--- START OF Data ---

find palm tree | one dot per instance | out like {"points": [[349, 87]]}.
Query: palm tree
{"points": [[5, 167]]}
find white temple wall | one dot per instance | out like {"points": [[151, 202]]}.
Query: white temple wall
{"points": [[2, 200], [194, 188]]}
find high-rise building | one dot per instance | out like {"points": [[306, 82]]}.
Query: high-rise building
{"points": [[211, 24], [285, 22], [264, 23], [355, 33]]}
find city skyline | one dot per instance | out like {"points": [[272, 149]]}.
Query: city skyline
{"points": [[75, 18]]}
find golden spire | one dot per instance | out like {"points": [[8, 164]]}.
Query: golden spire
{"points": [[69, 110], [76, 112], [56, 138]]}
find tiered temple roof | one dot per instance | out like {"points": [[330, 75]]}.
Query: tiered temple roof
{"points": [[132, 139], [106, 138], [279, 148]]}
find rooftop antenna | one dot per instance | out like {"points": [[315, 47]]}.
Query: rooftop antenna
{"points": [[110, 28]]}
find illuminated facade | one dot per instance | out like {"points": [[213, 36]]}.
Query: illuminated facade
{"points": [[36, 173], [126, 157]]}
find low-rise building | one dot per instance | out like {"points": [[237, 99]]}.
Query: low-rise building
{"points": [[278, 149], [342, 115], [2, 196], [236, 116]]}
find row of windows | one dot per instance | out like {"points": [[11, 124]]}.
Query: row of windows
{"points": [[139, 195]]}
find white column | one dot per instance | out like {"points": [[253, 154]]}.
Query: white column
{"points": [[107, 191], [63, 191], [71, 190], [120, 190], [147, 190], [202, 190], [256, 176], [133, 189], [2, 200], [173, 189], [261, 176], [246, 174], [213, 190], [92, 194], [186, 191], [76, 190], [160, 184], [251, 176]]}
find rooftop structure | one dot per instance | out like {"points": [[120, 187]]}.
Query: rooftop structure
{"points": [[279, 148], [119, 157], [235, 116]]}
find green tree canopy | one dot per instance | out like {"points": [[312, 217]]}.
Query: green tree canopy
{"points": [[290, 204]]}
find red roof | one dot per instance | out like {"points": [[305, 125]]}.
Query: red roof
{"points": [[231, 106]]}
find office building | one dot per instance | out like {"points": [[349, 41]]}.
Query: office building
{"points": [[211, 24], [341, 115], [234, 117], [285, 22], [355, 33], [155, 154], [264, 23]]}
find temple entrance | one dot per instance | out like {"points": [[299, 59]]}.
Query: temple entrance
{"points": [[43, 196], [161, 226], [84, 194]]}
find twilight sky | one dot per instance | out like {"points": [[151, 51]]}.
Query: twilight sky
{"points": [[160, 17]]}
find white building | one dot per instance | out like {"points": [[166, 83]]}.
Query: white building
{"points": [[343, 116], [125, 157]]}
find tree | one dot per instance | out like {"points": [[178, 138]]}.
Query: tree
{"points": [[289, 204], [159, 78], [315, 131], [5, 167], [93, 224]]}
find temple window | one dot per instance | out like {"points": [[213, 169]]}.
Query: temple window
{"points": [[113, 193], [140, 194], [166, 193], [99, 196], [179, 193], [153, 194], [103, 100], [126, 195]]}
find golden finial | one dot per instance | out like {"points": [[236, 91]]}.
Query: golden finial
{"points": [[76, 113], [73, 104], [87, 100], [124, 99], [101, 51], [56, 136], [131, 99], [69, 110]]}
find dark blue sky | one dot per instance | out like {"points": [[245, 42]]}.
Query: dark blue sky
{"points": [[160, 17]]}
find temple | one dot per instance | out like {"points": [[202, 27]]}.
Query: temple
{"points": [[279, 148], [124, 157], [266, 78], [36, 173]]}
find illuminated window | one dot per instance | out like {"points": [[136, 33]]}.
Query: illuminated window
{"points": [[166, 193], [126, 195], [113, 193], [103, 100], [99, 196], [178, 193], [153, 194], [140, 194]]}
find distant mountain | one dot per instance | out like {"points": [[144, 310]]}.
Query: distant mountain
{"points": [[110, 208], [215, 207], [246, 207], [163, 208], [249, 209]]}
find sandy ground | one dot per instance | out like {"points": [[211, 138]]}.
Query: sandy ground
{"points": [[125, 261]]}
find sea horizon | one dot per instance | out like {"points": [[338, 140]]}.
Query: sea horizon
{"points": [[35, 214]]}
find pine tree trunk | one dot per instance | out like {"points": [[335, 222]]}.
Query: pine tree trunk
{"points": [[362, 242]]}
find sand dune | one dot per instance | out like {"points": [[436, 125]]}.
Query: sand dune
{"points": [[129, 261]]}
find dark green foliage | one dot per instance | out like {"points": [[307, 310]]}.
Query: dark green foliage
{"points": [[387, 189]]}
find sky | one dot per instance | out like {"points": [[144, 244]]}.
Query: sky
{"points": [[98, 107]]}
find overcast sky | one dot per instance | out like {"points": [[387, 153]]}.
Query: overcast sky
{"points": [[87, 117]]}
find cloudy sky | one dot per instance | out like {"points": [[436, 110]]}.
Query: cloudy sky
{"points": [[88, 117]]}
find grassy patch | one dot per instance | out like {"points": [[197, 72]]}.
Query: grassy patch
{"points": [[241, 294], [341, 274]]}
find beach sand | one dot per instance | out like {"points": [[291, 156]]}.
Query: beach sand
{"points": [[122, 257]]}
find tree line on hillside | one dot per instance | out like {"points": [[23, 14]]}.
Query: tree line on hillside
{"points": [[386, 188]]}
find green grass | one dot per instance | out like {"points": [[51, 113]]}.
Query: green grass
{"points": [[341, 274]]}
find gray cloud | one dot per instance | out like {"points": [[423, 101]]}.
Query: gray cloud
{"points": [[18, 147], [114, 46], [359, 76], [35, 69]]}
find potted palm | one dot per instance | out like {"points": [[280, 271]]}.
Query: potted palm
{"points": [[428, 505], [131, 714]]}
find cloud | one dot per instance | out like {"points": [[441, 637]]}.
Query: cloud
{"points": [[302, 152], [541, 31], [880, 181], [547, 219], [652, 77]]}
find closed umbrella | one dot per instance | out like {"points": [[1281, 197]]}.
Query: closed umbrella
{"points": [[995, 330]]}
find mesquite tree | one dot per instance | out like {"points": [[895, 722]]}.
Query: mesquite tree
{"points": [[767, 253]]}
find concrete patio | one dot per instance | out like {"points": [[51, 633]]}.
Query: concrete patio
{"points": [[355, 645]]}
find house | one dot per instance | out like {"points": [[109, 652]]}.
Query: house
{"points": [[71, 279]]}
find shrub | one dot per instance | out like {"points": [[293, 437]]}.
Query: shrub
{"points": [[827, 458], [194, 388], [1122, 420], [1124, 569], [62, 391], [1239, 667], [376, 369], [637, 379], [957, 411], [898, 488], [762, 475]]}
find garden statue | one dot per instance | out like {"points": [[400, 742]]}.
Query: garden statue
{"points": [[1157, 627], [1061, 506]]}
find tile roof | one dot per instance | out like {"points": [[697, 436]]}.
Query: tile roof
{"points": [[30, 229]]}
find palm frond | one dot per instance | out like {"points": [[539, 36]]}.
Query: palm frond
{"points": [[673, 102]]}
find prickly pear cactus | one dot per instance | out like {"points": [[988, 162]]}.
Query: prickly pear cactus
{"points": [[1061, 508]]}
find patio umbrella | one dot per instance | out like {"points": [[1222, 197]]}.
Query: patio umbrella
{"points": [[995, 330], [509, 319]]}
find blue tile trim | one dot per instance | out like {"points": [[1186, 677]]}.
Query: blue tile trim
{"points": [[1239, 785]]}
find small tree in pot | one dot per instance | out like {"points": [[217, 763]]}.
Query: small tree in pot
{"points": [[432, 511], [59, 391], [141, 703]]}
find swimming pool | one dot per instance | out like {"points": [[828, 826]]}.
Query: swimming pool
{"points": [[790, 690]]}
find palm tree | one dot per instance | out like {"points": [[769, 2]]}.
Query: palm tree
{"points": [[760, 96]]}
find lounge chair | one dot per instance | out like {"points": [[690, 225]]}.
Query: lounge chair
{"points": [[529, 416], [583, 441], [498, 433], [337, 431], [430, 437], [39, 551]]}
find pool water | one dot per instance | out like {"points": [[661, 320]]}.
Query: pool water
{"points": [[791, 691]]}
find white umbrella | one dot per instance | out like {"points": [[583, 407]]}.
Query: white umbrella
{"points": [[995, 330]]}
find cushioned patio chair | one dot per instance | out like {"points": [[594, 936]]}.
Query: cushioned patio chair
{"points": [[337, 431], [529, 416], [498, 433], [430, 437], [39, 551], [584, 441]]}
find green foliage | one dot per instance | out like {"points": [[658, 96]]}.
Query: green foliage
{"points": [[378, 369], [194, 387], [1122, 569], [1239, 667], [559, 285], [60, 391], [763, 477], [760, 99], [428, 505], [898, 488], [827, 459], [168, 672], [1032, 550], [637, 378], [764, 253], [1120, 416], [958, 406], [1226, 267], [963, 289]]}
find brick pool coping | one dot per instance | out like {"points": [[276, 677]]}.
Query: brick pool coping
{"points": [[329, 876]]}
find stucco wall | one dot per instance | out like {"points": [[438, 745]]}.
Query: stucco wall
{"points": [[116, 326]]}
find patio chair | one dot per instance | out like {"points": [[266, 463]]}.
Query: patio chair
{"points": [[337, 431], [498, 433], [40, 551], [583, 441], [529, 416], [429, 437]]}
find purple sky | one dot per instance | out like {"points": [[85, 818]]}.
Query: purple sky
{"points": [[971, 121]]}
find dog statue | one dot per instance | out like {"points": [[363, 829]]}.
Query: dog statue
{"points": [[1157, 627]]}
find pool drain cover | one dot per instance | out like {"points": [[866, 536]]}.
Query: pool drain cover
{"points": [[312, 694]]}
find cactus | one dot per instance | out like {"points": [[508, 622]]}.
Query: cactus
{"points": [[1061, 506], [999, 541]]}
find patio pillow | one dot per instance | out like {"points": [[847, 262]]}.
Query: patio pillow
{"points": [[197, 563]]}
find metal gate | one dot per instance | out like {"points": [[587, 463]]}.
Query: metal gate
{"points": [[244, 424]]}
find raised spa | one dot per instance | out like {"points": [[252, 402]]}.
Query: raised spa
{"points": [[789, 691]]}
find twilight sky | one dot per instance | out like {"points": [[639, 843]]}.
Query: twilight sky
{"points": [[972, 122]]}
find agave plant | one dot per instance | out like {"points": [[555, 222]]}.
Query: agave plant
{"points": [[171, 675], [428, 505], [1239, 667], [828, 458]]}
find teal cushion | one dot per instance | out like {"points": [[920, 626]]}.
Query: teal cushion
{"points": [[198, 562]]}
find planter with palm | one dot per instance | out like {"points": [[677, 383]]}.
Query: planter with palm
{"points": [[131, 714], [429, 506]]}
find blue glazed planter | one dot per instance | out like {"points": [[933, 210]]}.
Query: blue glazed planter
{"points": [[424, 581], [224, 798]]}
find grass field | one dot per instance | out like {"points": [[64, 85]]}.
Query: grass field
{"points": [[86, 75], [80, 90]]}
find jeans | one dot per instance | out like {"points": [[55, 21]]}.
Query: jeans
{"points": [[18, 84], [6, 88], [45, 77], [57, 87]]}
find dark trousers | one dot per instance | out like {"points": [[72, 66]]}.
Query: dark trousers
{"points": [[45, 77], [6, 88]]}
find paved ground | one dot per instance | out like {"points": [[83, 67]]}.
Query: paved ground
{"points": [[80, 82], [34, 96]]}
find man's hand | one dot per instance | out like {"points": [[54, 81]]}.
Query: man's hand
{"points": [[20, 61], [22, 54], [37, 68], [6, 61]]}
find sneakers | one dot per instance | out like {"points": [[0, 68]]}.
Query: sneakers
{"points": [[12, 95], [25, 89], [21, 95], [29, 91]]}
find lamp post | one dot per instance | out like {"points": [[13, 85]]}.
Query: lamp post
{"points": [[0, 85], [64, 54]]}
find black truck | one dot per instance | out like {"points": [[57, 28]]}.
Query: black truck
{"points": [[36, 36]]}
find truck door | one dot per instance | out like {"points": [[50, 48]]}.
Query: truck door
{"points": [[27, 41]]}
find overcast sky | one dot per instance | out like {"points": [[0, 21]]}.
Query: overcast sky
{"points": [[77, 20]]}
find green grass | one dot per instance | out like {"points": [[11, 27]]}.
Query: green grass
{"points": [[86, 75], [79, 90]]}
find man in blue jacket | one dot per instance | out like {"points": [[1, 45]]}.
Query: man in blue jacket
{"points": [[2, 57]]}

--- END OF Data ---

Short exercise -
Rewrite the items beginning at the line that contains "find lamp post" and ending with the last item, swapping "truck" for "van" and keeping everything else unchanged.

Response for this exercise -
find lamp post | one dot per instance | out like {"points": [[13, 85]]}.
Query: lamp post
{"points": [[0, 85], [64, 54]]}
find black van | one dot per instance | out like {"points": [[57, 28]]}.
Query: black van
{"points": [[36, 36]]}
find van door | one dot per instance | out like {"points": [[50, 48]]}.
Query: van door
{"points": [[27, 41]]}
find overcast sky | one dot per instance | out like {"points": [[0, 21]]}.
Query: overcast sky
{"points": [[77, 20]]}
find green grass | one dot per instance | out like {"points": [[11, 27]]}.
Query: green grass
{"points": [[86, 75], [79, 90]]}
find man in blue jacket | one dot per instance | out like {"points": [[1, 45]]}.
Query: man in blue jacket
{"points": [[2, 57]]}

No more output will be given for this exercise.